Gather every line of the entries below that contains the string "officer", treating uppercase and lowercase letters as distinct.
>> begin PROVIDED DATA
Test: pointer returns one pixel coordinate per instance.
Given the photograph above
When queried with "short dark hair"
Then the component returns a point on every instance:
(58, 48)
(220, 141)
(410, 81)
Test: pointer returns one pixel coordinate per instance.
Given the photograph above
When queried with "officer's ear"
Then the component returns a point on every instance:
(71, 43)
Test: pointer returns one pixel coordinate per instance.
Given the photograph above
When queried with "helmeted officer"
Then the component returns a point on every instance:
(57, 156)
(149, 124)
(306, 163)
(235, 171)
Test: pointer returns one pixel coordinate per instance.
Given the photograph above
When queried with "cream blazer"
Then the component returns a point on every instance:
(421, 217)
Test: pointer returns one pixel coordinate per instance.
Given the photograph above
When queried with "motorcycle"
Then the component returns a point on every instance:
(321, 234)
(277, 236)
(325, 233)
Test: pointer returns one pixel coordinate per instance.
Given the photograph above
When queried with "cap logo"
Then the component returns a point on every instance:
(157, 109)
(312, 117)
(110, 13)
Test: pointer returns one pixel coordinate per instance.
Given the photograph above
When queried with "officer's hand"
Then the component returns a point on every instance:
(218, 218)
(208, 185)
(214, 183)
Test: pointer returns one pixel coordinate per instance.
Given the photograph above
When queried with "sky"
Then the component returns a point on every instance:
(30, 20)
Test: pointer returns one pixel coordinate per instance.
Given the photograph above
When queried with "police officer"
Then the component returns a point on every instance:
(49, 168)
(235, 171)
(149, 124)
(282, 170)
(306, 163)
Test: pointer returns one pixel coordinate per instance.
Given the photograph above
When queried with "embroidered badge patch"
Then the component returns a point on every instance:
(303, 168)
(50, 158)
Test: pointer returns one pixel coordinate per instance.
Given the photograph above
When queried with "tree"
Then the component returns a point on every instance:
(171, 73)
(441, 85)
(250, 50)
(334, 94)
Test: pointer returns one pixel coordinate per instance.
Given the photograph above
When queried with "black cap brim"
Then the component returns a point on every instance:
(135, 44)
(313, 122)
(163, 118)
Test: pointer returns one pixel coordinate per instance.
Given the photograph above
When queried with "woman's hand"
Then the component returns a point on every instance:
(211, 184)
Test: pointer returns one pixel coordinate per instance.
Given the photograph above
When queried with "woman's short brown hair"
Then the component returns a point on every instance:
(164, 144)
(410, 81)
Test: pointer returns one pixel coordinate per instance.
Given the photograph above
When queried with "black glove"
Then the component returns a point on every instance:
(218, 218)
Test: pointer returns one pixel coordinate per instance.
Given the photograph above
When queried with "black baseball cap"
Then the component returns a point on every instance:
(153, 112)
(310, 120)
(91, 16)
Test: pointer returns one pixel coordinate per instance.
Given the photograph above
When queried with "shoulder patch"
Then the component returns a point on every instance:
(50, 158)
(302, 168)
>> end PROVIDED DATA
▶ _CORRECT ANSWER_:
When queried with "officer's ear"
When queried with "helmeted officer"
When queried with "officer's hand"
When queried with "police officer"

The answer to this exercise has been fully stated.